## Task prompt
Count the lines of the material below that contain the string "field", treating uppercase and lowercase letters as different. Reply with the number alone.

(Excerpts from a point labeling dataset)
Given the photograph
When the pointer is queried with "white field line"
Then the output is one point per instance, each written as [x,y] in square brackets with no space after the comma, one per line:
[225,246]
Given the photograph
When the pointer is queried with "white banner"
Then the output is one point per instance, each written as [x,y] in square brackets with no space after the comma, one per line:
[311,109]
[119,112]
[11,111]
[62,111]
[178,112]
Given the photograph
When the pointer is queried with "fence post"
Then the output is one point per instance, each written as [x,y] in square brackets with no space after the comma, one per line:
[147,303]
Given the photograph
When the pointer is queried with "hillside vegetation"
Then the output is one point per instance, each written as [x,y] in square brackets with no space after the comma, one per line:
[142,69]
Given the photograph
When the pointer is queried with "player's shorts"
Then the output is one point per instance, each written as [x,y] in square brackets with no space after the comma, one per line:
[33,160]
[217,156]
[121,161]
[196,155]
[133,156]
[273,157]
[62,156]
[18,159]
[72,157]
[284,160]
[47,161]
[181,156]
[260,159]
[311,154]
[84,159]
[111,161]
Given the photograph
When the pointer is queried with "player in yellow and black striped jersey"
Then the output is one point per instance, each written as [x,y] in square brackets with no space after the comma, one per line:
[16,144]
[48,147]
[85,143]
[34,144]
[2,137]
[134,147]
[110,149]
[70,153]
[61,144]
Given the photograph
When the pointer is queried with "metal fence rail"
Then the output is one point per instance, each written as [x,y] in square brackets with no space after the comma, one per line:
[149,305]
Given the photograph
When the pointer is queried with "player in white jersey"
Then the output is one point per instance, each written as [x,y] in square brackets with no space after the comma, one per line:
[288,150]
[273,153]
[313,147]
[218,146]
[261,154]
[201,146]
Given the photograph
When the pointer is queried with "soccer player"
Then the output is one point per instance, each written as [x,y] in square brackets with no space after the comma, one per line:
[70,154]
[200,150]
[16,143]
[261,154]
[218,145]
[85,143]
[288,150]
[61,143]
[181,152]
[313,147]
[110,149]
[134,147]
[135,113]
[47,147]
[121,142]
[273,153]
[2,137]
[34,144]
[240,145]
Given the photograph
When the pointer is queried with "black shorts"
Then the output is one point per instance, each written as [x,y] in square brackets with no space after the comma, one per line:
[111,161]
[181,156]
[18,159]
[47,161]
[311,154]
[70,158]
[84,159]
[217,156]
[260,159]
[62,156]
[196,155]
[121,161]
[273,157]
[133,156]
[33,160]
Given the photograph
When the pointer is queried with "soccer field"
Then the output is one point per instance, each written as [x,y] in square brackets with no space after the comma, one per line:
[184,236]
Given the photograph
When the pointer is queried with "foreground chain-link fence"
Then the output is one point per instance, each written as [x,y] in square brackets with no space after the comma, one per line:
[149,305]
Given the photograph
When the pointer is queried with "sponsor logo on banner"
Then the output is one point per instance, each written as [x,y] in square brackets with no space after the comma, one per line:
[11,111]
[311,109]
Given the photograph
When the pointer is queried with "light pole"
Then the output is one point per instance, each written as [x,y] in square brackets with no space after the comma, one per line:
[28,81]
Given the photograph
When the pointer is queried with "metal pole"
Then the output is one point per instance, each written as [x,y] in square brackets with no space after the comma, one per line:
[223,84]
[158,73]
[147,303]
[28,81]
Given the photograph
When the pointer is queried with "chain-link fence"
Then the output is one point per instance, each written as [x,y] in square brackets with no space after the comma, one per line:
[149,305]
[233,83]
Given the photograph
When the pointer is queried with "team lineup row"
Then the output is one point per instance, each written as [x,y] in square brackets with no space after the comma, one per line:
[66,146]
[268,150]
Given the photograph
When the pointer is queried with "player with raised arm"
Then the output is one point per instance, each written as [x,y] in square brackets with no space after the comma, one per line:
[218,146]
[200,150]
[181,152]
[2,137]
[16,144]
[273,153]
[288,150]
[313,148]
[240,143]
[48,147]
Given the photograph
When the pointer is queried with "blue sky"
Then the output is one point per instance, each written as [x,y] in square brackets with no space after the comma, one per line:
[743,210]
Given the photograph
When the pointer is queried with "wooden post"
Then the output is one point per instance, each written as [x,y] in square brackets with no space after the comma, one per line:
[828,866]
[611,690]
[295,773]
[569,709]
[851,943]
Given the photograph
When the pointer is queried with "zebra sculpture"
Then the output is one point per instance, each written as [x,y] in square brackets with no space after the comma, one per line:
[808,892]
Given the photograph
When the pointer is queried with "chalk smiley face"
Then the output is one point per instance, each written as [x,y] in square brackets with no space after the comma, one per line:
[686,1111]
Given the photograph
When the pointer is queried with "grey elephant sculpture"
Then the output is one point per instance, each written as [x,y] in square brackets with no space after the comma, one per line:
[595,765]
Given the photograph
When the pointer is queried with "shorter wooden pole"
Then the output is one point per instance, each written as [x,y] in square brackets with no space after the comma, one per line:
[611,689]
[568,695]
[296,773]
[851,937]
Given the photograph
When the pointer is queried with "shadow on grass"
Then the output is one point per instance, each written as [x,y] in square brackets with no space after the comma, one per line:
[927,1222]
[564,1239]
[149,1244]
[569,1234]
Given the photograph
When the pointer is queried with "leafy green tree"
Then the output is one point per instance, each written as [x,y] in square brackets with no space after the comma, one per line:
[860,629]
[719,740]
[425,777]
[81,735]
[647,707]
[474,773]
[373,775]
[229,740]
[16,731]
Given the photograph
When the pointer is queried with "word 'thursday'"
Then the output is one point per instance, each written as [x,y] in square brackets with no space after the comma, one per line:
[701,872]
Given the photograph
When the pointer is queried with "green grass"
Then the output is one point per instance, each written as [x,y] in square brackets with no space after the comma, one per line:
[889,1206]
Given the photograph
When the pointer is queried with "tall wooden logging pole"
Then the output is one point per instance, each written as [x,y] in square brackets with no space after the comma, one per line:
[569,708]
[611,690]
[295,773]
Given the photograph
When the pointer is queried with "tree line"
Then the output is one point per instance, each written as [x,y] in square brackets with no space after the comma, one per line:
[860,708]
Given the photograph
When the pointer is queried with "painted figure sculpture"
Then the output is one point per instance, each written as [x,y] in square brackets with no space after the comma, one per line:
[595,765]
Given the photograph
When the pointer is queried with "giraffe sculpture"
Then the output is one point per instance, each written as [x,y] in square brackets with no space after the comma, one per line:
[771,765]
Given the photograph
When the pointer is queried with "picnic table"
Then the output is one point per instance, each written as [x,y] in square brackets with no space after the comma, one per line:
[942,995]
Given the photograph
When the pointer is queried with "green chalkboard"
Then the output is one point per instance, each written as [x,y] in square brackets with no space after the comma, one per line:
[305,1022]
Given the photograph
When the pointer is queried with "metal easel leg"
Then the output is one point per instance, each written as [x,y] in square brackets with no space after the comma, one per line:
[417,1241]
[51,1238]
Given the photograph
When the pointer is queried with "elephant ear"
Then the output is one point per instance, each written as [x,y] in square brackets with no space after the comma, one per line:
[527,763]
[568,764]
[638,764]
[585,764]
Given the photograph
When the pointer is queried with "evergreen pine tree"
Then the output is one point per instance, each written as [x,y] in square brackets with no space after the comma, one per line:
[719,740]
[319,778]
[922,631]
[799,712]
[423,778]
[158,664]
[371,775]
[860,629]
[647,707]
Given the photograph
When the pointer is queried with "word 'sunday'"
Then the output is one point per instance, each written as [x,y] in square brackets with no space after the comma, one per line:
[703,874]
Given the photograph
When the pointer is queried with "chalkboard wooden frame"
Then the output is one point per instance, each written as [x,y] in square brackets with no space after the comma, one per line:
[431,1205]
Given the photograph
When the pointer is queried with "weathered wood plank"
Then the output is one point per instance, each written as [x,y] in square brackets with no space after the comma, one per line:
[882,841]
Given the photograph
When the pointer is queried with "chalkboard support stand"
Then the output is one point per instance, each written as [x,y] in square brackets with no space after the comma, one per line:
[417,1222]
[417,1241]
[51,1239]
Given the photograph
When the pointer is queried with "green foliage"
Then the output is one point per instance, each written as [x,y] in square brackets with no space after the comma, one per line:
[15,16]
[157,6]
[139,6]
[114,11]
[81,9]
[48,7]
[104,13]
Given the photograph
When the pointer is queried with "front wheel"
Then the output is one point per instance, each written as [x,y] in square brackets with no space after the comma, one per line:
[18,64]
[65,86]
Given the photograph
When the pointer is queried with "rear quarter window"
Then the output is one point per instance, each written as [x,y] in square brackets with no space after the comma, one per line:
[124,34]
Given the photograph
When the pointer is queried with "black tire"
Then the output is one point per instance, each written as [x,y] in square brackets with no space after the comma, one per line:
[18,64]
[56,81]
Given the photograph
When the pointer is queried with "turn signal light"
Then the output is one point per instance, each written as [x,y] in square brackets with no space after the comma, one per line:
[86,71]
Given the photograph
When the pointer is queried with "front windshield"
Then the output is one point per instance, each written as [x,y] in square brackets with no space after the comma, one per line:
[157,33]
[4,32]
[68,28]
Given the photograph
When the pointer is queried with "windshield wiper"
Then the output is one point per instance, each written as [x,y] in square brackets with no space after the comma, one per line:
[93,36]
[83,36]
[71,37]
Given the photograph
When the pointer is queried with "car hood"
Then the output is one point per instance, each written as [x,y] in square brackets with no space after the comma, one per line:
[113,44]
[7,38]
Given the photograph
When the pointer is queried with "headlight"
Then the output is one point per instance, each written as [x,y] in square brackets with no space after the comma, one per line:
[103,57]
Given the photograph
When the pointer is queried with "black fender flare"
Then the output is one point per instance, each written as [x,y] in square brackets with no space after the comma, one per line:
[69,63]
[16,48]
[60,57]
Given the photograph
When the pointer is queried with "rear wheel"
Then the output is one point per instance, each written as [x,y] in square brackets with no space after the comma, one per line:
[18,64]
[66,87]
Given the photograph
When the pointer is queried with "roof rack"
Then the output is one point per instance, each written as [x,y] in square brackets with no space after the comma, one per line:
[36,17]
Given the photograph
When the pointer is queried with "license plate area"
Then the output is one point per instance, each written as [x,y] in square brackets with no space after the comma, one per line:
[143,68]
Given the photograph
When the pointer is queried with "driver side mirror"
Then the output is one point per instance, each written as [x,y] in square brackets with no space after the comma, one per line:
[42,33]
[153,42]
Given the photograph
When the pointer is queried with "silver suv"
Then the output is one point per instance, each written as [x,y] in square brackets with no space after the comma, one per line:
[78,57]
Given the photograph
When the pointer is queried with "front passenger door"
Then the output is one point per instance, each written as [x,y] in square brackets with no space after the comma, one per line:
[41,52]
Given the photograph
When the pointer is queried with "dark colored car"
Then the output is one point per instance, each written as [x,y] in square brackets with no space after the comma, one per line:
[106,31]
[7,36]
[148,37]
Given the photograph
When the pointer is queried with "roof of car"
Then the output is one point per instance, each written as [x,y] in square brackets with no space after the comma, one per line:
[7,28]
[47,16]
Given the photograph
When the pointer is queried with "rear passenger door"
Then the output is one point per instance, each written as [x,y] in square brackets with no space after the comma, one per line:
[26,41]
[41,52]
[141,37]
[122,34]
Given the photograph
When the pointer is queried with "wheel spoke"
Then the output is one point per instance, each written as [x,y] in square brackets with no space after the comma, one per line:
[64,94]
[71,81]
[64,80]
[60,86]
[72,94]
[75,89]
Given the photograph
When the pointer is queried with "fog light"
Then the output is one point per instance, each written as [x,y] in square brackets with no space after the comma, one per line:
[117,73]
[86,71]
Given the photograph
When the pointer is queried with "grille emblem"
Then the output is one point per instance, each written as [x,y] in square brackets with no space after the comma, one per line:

## Answer in full
2